Every line from the one with "Note: annotate every instance of the yellow center" through the end of the records below should be restated word for word, and nothing outside that span.
##### RECORD EXTRACTS #####
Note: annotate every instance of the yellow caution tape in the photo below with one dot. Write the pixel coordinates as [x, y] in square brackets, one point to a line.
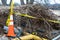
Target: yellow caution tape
[26, 15]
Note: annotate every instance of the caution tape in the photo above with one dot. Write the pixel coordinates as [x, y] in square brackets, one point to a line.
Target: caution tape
[26, 15]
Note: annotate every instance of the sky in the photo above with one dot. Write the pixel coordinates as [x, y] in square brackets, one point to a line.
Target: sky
[18, 1]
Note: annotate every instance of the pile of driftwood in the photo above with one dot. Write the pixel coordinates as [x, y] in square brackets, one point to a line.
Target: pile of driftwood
[42, 28]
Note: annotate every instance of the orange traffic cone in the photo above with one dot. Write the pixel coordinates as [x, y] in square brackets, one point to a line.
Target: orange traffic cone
[11, 27]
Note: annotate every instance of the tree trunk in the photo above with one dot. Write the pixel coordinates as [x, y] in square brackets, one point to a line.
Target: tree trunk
[4, 2]
[27, 2]
[31, 1]
[22, 2]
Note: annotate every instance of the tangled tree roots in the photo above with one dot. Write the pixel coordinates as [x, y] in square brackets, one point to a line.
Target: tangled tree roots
[42, 27]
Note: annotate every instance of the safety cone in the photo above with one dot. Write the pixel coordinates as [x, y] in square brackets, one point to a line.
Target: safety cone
[11, 27]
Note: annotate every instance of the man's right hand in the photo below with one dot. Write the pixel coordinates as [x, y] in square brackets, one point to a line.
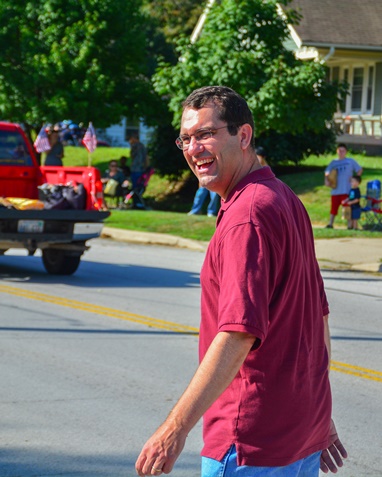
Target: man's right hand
[333, 455]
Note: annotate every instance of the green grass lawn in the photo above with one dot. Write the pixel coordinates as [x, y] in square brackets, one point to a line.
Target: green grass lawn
[171, 201]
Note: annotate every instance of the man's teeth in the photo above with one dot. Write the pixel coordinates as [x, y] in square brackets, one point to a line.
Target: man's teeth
[204, 161]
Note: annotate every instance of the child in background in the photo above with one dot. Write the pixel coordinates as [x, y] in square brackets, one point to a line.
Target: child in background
[354, 202]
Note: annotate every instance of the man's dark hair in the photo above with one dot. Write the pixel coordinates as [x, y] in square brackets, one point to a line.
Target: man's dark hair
[232, 108]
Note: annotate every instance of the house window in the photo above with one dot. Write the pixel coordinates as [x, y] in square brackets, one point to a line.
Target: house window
[370, 82]
[356, 93]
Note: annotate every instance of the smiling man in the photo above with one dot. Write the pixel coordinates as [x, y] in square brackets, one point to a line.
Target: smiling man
[262, 384]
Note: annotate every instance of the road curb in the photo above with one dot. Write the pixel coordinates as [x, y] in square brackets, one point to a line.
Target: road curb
[147, 238]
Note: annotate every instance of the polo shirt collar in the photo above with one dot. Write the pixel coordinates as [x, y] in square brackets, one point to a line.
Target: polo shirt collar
[259, 175]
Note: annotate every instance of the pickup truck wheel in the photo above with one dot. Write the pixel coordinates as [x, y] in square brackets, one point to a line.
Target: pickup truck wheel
[58, 262]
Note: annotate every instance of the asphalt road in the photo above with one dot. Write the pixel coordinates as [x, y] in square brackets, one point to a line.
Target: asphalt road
[91, 364]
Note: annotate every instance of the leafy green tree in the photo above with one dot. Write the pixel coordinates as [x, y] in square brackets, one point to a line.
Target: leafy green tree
[79, 59]
[175, 17]
[242, 46]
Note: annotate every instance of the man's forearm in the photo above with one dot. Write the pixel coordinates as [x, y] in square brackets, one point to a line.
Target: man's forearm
[217, 370]
[327, 337]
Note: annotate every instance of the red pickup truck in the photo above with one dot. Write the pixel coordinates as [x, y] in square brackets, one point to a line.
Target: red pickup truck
[60, 234]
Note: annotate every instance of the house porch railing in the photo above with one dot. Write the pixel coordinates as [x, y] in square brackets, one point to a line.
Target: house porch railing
[360, 126]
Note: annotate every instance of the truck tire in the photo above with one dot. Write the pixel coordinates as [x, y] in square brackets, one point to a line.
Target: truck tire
[59, 262]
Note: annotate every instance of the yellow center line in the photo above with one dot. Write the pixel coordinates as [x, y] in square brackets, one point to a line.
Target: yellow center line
[345, 368]
[356, 371]
[100, 310]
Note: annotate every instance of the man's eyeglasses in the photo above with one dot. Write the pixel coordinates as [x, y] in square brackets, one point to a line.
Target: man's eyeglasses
[202, 135]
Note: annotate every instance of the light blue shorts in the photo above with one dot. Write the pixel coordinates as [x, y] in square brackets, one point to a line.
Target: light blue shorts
[308, 467]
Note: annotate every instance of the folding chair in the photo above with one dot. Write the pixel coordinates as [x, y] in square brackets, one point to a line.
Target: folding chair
[136, 194]
[372, 211]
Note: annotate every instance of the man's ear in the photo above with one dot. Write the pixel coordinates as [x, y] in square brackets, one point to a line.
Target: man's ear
[245, 136]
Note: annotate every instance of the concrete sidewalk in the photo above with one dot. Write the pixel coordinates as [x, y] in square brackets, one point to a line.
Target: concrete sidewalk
[360, 254]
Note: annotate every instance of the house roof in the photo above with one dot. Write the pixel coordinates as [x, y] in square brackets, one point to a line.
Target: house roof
[340, 23]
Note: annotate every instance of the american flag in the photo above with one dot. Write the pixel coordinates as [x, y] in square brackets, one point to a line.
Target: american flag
[90, 138]
[42, 143]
#####
**COMPLETE OUTPUT:**
Note: annotate every instance of the yellow center line in the photo above with one dot. Write the pixel coordinates as [x, y] in square brackets, one point to a line.
Target: yellow center line
[345, 368]
[356, 371]
[100, 310]
Note: annotate every instance of the man's eyeglasses in the photo above with one dot. Write the pixel coordinates as [x, y] in square brackets, one point to a line.
Target: man's eyeglasses
[202, 135]
Note: annotate every instance of the light blue shorts in the photo above with one dot. Write the pixel coordinates as [x, y] in square brackets, one point to a line.
Target: light blue shorts
[308, 467]
Note: annotate every instance of the folding chair in the photo above with one dot. Write the pixel coordinates as [x, y] in square brackets, one point to a line.
Target: folding chair
[136, 194]
[372, 211]
Note: annotate every instance of the man's ear in the photo above with one dot. Write the pixel coordinates as [x, y] in square brackets, one point to a line.
Target: man's ear
[245, 136]
Note: annotate every instance of the concrete sidewalk in the photo above with one dot. Write the pixel coordinates as [x, y] in square brackets, one point to a line.
Target: concrete sidewalk
[360, 254]
Note: annotate every instance of the house roof in the photo above with one dot. Write the pixel coordinates as [x, y] in square brackets, one point to a line.
Target: house roof
[340, 23]
Note: annotate every instance of the american flag in the photo above with one dot. Write the pixel coordinates as [x, y] in square brackets, one point to a line.
Target: american flag
[90, 138]
[42, 143]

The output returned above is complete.